Testo di partenza:
□ □ □ □

Orazio, la Chicca e la Cabesita

In casa nostra gli animali che arrivano sono sempre casi da servizio sociale; d'altra parte Bruna, di mestiere, ha fatto l'assistente sociale.

Stavo facendo gli esami di stato in provincia di Mantova quando mi arrivò la notizia, da Daniela, di essere riuscita a convincere la mamma a portare a casa l'Orazio. Voi non preoccupatevi che tanto poi io me ne vado in Toscana e lo porto con me.

Credo che fosse l'estate del 99 e nella nostra famiglia si stava per fare un passo importante: dai soli gatti a cani e gatti. Daniela stava finendo veterinaria e da tempo faceva la volontaria al canile dell'ENPA di Monza; pulizie, ma anche sala chirurgica.

In canile c'era Orazio un incrocio tra un Husky e un lupoide (pelo nero folto e sottopelo grigio chiaro), maschio sui 7 anni, in canile da 3 dopo essere stato sequestrato ad un padrone che l'aveva sempre tenuto alla catena.

Non si riuusciva ad affidarlo perché era considerato un cane caratteriale. Assomigliava un po' ai cani dei film tratti dai romanzi di Jack London (tipo Zanna Bianca e Il richiamo della foresta) e, in effetti, non abbaiava ma ululava.

□ □ □ □

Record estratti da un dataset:
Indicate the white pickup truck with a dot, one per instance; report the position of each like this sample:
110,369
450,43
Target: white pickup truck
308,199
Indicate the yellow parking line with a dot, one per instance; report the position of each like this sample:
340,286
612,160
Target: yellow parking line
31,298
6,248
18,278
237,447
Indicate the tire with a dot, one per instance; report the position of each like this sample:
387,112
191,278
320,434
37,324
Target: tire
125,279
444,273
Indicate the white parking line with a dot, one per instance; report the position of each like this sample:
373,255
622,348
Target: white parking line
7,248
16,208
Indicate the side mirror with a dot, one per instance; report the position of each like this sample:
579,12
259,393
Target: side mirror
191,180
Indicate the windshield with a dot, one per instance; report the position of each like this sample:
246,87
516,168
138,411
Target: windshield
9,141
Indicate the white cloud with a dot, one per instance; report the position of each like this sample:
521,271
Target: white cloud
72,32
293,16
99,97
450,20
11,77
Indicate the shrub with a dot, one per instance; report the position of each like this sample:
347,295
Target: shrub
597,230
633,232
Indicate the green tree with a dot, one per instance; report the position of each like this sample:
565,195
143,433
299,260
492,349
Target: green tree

□ □ □ □

Elenchi tutti i nomi di luoghi geografici che compaiono nel testo su Orazio.

Esercizio svolto: Mantova, Toscana, Monza.